*** Begin section ***

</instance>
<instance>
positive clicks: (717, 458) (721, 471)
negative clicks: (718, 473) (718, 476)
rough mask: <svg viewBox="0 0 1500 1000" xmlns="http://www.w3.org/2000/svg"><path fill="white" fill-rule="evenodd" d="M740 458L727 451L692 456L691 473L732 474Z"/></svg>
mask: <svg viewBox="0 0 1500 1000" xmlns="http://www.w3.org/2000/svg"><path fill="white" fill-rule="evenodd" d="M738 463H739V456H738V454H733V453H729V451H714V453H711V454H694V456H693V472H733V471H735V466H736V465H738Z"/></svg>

*** End section ***

**What is expected**
Reproduce all of the data above verbatim, line for line, without altering any character.

**Task output**
</instance>
<instance>
positive clicks: (717, 458) (721, 471)
negative clicks: (718, 473) (718, 476)
rough mask: <svg viewBox="0 0 1500 1000" xmlns="http://www.w3.org/2000/svg"><path fill="white" fill-rule="evenodd" d="M740 458L727 451L692 456L691 473L732 474Z"/></svg>
mask: <svg viewBox="0 0 1500 1000" xmlns="http://www.w3.org/2000/svg"><path fill="white" fill-rule="evenodd" d="M738 463H739V456H738V454H733V453H729V451H714V453H711V454H694V456H693V472H733V471H735V466H736V465H738Z"/></svg>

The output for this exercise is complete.